TUGAS YANG DIKERJAKAN ::
**1.** Menurut teks tentang uang komite sekolah, jabatan apa yang dipegang Syukron Muchtar di fraksinya?
**2.** Lanjutkan teks tentang uang komite sekolah dari kalimat terakhirnya.

Komisi V DPRD Provinsi Lampung Tekankan Pihak Sekolah Transparansi Soal Uang Komite di PPDB

Bandar Lampung – Menjelang Penerimaan Peserta Didik Baru (PPDB) tahun ajaran baru, polemik soal penetapan uang komite di sekolah-sekolah negeri kembali mengemuka dan menjadi soroton. Salah satunya, Anggota Komisi V DPRD Provinsi Lampung, Syukron Muchtar.

Kepada media, Sekretaris Fraksi PKS DPRD Provinsi Lampung itu menuturkan bahwa hingga saat ini pembahasan kebijakan tentang uang komite di lingkup Dinas Pendidikan dan Kebudayaan belum selesai.

“Diskusinya masih berjalan, ada FGD yang diinisiasi Dinas Pendidikan bersama praktisi hukum, pendidikan, perwakilan MKKS, hingga komite sekolah. Kami di Komisi V juga dilibatkan,” kata Syukron. Saat ditemui di ruang kerjanya pada Rabu (07/05/2025).

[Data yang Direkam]
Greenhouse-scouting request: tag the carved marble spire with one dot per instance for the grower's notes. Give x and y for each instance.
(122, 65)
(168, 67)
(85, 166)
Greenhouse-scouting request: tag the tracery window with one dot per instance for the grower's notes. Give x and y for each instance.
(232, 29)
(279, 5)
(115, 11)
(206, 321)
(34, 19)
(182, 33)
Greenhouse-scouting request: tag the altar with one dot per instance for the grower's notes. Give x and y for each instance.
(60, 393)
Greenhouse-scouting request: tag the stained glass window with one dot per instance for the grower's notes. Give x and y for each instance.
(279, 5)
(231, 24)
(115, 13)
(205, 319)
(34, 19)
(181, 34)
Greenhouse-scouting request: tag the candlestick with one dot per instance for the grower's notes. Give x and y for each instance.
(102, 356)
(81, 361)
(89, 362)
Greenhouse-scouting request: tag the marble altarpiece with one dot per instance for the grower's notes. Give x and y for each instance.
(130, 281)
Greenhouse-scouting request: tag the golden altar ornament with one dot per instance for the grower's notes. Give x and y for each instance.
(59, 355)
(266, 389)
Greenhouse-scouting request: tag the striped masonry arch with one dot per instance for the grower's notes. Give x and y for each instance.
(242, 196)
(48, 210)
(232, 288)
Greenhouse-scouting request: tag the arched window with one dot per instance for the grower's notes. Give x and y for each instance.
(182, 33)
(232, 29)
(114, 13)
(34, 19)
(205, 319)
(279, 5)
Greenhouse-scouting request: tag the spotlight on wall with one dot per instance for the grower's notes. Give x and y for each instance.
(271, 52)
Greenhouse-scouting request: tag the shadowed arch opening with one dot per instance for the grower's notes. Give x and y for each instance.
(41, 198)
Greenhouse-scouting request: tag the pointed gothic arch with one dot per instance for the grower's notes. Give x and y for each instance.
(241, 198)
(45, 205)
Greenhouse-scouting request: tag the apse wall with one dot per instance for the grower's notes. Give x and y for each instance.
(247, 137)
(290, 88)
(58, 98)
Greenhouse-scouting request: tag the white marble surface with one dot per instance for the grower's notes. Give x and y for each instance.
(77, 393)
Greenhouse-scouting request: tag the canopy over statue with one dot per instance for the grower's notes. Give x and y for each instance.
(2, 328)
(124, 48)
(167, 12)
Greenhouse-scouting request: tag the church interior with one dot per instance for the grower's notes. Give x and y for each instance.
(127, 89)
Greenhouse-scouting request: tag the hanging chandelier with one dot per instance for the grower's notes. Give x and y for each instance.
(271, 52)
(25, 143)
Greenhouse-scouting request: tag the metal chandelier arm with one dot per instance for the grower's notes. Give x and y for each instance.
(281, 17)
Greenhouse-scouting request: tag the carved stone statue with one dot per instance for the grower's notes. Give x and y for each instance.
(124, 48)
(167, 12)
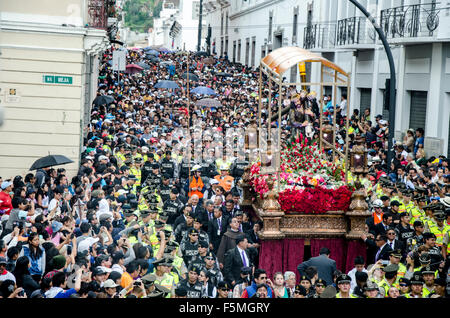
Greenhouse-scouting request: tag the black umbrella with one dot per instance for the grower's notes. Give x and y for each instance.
(201, 53)
(103, 100)
(50, 161)
(224, 74)
(192, 77)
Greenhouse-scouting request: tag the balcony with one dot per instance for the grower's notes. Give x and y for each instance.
(320, 37)
(98, 14)
(413, 21)
(355, 31)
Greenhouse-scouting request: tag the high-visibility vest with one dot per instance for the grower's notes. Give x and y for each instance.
(225, 182)
(440, 233)
(196, 183)
(377, 218)
(338, 295)
(167, 281)
(426, 292)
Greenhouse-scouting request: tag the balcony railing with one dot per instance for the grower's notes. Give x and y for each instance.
(319, 36)
(419, 20)
(355, 30)
(98, 14)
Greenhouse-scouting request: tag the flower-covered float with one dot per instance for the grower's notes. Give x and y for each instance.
(309, 183)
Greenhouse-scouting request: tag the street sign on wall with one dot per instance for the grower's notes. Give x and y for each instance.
(56, 79)
(119, 61)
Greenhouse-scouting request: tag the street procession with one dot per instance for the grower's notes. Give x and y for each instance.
(200, 176)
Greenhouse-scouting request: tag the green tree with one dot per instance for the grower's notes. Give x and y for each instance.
(139, 14)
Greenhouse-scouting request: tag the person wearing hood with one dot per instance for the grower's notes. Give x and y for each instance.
(228, 240)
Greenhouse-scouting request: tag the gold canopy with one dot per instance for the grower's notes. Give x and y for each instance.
(284, 58)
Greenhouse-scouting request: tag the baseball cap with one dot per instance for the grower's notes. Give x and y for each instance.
(6, 184)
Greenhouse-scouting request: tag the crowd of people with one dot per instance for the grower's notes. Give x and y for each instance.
(147, 216)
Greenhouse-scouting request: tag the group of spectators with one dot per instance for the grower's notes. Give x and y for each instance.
(145, 216)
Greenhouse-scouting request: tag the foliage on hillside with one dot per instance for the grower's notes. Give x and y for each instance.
(139, 14)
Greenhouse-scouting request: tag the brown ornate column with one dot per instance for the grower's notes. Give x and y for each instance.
(270, 212)
(244, 183)
(358, 212)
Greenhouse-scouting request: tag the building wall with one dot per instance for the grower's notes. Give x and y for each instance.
(422, 64)
(44, 118)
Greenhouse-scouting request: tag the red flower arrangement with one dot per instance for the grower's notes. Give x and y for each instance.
(316, 200)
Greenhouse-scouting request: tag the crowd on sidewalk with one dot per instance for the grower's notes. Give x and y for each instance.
(144, 217)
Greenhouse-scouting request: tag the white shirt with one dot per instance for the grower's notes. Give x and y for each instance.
(54, 203)
(245, 256)
(352, 273)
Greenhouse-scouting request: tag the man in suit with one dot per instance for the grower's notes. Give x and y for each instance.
(325, 266)
(383, 248)
(206, 215)
(382, 227)
(216, 228)
(393, 242)
(235, 259)
(377, 215)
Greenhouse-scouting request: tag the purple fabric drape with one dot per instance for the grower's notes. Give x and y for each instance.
(337, 247)
(354, 248)
(285, 255)
(281, 255)
(271, 256)
(293, 252)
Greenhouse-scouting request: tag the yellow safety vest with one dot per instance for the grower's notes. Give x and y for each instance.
(338, 295)
(440, 233)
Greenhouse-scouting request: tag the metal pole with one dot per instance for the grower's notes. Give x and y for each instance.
(200, 25)
(393, 80)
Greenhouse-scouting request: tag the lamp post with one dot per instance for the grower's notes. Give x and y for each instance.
(392, 82)
(200, 13)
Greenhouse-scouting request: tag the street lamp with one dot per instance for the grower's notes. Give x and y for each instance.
(392, 82)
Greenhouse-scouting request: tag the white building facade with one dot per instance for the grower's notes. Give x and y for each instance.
(185, 13)
(48, 78)
(418, 33)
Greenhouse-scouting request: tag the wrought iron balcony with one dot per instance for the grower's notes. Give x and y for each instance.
(98, 14)
(355, 30)
(419, 20)
(319, 36)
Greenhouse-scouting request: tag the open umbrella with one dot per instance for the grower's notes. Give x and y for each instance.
(203, 90)
(164, 63)
(201, 53)
(181, 53)
(152, 52)
(166, 84)
(133, 68)
(50, 161)
(145, 66)
(209, 102)
(192, 77)
(224, 74)
(209, 60)
(103, 100)
(152, 58)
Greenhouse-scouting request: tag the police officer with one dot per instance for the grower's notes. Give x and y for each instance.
(414, 242)
(404, 229)
(191, 283)
(390, 277)
(343, 284)
(199, 260)
(168, 165)
(165, 188)
(147, 168)
(173, 206)
(215, 275)
(189, 248)
(238, 166)
(416, 286)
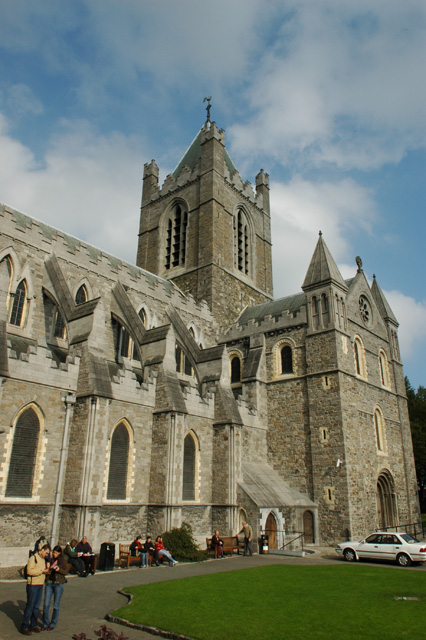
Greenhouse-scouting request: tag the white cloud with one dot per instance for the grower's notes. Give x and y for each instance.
(20, 100)
(343, 83)
(300, 209)
(411, 315)
(89, 185)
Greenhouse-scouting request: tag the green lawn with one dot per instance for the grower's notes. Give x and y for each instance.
(342, 602)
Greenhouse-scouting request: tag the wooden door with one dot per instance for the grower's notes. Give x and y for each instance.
(271, 530)
(308, 527)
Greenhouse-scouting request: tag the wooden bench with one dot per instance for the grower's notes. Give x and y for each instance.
(230, 544)
(126, 555)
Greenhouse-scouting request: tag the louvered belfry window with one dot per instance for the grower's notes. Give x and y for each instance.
(188, 488)
(242, 242)
(17, 312)
(176, 238)
(117, 478)
(24, 452)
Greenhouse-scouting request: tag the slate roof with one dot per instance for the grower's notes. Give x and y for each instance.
(193, 154)
(267, 489)
(290, 304)
(322, 268)
(383, 305)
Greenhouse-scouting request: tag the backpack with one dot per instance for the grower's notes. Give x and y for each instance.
(24, 571)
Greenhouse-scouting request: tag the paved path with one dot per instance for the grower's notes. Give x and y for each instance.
(86, 602)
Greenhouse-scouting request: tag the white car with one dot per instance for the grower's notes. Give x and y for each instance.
(383, 545)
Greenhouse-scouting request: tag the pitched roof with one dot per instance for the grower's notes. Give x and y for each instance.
(322, 268)
(382, 304)
(267, 489)
(290, 304)
(193, 154)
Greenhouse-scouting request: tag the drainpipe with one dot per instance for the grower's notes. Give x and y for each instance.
(87, 467)
(170, 471)
(69, 401)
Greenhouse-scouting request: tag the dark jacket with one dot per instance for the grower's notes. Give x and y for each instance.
(135, 547)
(58, 577)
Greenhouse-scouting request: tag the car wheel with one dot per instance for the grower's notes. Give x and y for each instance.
(403, 560)
(349, 555)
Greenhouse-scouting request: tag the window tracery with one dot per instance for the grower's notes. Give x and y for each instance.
(176, 237)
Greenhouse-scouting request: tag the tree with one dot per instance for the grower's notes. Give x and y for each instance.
(417, 413)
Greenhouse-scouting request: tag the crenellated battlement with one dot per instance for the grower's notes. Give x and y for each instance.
(47, 239)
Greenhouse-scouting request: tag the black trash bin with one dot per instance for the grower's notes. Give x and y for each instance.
(106, 557)
(264, 543)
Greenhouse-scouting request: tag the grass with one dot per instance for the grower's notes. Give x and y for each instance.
(344, 602)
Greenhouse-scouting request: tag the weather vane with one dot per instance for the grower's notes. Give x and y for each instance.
(208, 107)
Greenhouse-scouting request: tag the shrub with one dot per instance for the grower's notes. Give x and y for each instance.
(182, 544)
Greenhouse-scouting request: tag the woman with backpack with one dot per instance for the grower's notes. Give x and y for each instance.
(54, 587)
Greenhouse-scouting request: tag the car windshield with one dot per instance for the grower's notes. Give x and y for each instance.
(407, 538)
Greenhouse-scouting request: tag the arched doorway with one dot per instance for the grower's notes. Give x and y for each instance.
(271, 530)
(308, 527)
(242, 517)
(386, 500)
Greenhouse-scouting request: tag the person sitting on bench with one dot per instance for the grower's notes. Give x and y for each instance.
(162, 551)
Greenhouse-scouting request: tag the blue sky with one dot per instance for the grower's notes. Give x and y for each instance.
(327, 96)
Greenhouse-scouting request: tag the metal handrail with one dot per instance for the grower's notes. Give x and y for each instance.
(298, 535)
(301, 535)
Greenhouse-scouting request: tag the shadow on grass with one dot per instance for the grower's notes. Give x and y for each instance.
(313, 603)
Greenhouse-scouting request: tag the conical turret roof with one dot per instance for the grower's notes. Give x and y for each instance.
(322, 269)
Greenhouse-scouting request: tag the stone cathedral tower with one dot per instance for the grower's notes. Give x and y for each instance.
(179, 390)
(207, 230)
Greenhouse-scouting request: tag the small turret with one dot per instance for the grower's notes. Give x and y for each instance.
(150, 181)
(325, 290)
(262, 187)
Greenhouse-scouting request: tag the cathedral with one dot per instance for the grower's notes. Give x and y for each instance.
(134, 398)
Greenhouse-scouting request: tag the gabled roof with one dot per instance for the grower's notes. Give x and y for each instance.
(322, 269)
(193, 154)
(382, 304)
(290, 304)
(267, 489)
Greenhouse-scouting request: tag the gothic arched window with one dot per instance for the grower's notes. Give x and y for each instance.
(176, 237)
(23, 457)
(189, 467)
(59, 327)
(118, 463)
(242, 242)
(81, 296)
(286, 360)
(379, 430)
(235, 369)
(19, 297)
(359, 356)
(384, 369)
(183, 363)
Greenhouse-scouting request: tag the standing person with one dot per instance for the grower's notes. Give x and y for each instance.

JAWABAN PER TUGAS ::
**1.** Sekretaris Fraksi PKS DPRD Provinsi Lampung.

**2.**
Menurutnya, salah satu poin krusial dari persoalan tersebut adalah angka maksimal uang komite yang sempat dibocorkan sebesar Rp3,5 juta per tahun. Nominal itu, seharusnya hanya acuan tertinggi dan bersifat fleksibel sesuai kemampuan orang tua.

“Masalahnya, di lapangan ada oknum yang menyampaikan seolah-olah itu wajib. Padahal berdasarkan Permendikbud 75 Tahun 2016, sumbangan komite itu harus sukarela. Sekolah tidak boleh memaksa,” tegasnya.

Atas dasar itu, Politis PKS Lampung itu, menyoroti praktik yang kerap terjadi. Karena, selama ini orang tua (wali) kerap dianggap setuju dengan nominal tersebut, hanya karena hadir dalam rapat, atau tidak menyampaikan keberatan.

“Para orang tua (wali) kadang nggak berani ngomong saat hadir di rapat. Jadi, dianggap mampu. Ini problem komunikasi juga,” ungkapnya.

Sehingga, Syukron mendorong. Agar sekolah lebih transparan dalam pengelolaan dana BOS maupun dana komite. Karena, publikasi penggunaan anggaran bisa jadi solusi mencegah kecurigaan dan potensi penyalahgunaan.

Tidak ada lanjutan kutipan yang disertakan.